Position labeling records
=====

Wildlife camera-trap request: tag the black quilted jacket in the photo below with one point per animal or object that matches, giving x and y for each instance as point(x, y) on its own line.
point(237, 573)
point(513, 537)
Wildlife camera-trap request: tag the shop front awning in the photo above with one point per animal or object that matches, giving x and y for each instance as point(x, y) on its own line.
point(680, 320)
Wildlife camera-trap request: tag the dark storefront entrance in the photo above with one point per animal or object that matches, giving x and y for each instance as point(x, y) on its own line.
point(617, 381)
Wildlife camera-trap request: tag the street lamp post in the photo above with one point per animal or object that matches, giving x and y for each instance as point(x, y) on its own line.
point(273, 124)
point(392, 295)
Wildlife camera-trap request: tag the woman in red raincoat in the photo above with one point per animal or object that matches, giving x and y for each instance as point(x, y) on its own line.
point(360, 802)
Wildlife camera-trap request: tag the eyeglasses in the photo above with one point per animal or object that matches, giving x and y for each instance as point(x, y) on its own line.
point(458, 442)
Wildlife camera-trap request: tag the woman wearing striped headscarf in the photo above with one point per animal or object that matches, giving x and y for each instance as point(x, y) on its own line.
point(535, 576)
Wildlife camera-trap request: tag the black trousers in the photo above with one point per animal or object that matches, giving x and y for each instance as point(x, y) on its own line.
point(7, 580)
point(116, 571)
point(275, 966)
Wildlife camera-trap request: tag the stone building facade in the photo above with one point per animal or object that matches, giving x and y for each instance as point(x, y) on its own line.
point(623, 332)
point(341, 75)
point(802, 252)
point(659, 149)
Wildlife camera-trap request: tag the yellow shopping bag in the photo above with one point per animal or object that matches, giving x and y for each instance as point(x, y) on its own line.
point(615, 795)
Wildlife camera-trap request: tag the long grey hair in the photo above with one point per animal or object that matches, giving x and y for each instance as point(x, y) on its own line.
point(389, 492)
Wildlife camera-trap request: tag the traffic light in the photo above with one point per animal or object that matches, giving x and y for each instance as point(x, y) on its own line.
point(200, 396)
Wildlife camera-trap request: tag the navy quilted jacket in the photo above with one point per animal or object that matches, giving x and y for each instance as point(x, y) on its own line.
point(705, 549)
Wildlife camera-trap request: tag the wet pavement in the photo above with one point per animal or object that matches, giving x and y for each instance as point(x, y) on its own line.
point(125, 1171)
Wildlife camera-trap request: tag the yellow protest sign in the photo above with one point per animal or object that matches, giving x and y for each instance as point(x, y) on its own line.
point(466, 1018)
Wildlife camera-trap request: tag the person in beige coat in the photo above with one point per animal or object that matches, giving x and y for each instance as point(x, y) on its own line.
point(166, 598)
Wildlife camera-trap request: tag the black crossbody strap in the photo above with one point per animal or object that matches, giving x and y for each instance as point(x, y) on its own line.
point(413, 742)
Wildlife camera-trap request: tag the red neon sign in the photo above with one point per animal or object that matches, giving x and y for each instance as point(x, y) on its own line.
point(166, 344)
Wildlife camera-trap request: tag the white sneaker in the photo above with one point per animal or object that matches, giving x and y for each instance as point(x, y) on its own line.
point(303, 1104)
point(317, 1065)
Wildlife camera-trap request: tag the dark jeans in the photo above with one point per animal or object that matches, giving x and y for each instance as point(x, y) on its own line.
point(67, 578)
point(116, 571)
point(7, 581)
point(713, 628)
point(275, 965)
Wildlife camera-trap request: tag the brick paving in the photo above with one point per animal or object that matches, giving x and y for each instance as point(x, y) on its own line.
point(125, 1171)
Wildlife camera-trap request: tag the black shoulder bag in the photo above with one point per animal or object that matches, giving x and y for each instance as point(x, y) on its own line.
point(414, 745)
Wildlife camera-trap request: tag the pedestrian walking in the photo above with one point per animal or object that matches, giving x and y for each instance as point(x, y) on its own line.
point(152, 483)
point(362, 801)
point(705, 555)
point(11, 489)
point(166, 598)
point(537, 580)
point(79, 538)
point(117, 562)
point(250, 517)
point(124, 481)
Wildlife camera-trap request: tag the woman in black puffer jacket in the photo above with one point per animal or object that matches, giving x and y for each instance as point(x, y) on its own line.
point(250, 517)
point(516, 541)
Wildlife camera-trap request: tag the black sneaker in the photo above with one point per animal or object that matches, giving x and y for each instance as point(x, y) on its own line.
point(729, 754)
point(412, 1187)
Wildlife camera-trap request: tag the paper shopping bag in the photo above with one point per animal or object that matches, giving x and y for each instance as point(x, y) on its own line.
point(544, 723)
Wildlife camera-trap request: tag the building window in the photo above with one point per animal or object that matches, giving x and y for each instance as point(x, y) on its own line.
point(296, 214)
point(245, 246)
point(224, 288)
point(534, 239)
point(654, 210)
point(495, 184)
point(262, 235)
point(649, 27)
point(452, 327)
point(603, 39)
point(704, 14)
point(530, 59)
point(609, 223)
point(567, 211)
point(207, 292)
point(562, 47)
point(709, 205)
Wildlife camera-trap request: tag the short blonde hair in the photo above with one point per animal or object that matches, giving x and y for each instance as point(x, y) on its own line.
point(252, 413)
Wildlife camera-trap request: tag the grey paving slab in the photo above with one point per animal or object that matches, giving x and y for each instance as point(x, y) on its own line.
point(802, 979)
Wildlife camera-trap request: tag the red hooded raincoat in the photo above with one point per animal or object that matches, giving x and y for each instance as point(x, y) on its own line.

=====

• _PROBLEM_:
Rewrite the lines above, swapping "animal or object" for "person or object" wherever it appears and leaving everything else unchanged.

• _WRITTEN RESPONSE_:
Wildlife camera-trap request: tag the black quilted jacket in the photo below with one point per person or object that matches, giving x and y for each instance as point(x, y) on its own line.
point(237, 573)
point(513, 537)
Wildlife camera-trap request: tag the shop front awning in the photo above with one point per person or object that matches, giving x and y for each instance as point(x, y) on its own line.
point(680, 320)
Wildlife camera-trap request: tag the dark storefront entrance in the photo above with one point per person or object that matches, giving x and y for each instance as point(x, y) on its own line.
point(617, 381)
Wildlife camera-trap request: tag the street lamp post in the photo above with one point per person or object that matches, giving x and y for each instance as point(x, y) on its own line.
point(273, 124)
point(392, 295)
Wildlife camera-trap request: tag the woman in red raincoat in the photo above with one point per person or object that matches, giving x and y for each instance as point(x, y) on its own line.
point(360, 802)
Wildlife camera-trap request: tag the eyeglasses in the photo above with one point per person or object that matches, giving x and y for each instance as point(x, y) on its own line.
point(458, 442)
Wildlife camera-trap request: tag the woman wearing striped headscarf in the photo above with one point per person or object that matches, giving x and y for each instance as point(x, y) on its own line.
point(535, 576)
Wildlife camera-trap request: tag the black trousers in the photo above with one point per person or object that matches, giving x and y for each instance as point(x, y) on its own line.
point(7, 580)
point(116, 571)
point(275, 966)
Wildlife camera-trap request: tag the stone building facade in the photo above with one point per person or object that matches, giving x and y for each instance as point(x, y) on its own line.
point(623, 332)
point(341, 75)
point(802, 252)
point(659, 149)
Wildlife camera-trap request: tag the yellow shopping bag in the photo above with one point per person or object that matches, giving x and y for each instance as point(x, y) on its own line.
point(615, 795)
Wildlife camera-trap request: tag the long grey hair in the photo above with one point per person or object that matches, giving x and y for each instance as point(x, y) on its own line.
point(389, 492)
Wildlife camera-trap request: tag the traffic light in the photo above with one point per person or object that matches, giving x and y for each instance as point(x, y) on its own line.
point(200, 396)
Wildlife camera-trap request: tag the navy quilted jacket in the photo above with one point per person or object that matches, giving x and y for each instance as point(x, y) on its own line.
point(705, 549)
Wildlife camera-trap request: tag the wet pavement in the photo above with one point per person or object that matches, giving x and y for each instance as point(x, y) on its own line.
point(125, 1171)
Wildlife camera-trap request: tag the yellow protest sign in the photo above with one point per person or object that matches, giving x and y for each instance as point(x, y) on its own line.
point(466, 1018)
Wildlife camera-trap request: tag the person in beige coat in the photo above with one point per person or object that matches, giving x and y for each instance as point(x, y) on its own line.
point(166, 598)
Wildlife camera-trap request: tag the black crossbody strap in the photo above with one point per person or object that matches, giving x and y for each instance as point(x, y) on its own line.
point(413, 742)
Wildlife camera-trap request: tag the red neon sign in the photo above with one point per person or object that matches, giving x and y for each instance as point(x, y) on its own line.
point(166, 344)
Wildlife camera-trap request: tag the white sneaker in the photo above with one point per person or object that matches, giving x and y for each instance as point(x, y) on its own line.
point(303, 1104)
point(317, 1065)
Wildlife camera-trap request: tag the dark jeans in the photo above with one point per person or object that matches, giving x and y for each instance as point(x, y) on its own line.
point(67, 578)
point(116, 571)
point(7, 581)
point(713, 628)
point(275, 965)
Wildlife camera-trap request: tag the brick paving in the photo above with one point per person or object that matches, giving x and y for each instance as point(x, y) on its own line.
point(125, 1171)
Wildlife camera-trap request: tag the black shoulder bag in the photo above with one point per person or object that matches, giving x and y for each instance as point(x, y) on its own line.
point(414, 745)
Wildlife camera-trap request: tag the pedestrian walking in the photo above with one point per person or object that matches, giving x and y for each instance as point(x, y) on its own line.
point(152, 483)
point(362, 801)
point(705, 555)
point(11, 489)
point(166, 598)
point(537, 580)
point(79, 538)
point(117, 562)
point(250, 517)
point(124, 481)
Wildlife camera-trap request: tag the woman in black puffer jacket in the photo above with one point per person or object that matches, giving x and y for each instance as point(x, y) on its own line.
point(250, 517)
point(516, 541)
Wildlife camera-trap request: tag the black sneaker in the photo above with one point per person or object that matches, giving x and y for each instance as point(x, y) on its own line.
point(729, 754)
point(412, 1187)
Wildlife camera-trap request: tag the paper shopping bag in the photo above with one point per person or object that matches, giving x and y for each instance as point(x, y) on its own line.
point(544, 723)
Wildlife camera-trap request: tag the building window in the photo above with one point per person or object that matches, giving x and y for each instance as point(x, y) on its own line.
point(296, 214)
point(245, 246)
point(224, 288)
point(534, 239)
point(654, 210)
point(495, 184)
point(262, 235)
point(649, 27)
point(452, 327)
point(603, 39)
point(704, 14)
point(530, 59)
point(609, 223)
point(567, 211)
point(207, 292)
point(562, 47)
point(709, 205)
Wildlife camera-trap request: tag the short blonde hair in the photo above with one point per person or object that matches, giving x and y for each instance as point(x, y) on its own line.
point(252, 413)
Wildlife camera-trap request: tag the grey paving slab in the photo above with one point per person or object that matches, giving x and y for each instance as point(x, y) on its own line.
point(802, 979)
Wildlife camera-trap request: tag the red hooded raincoat in the photo above with one point per person or object that matches, giving x and y for each instance as point(x, y) on its own line.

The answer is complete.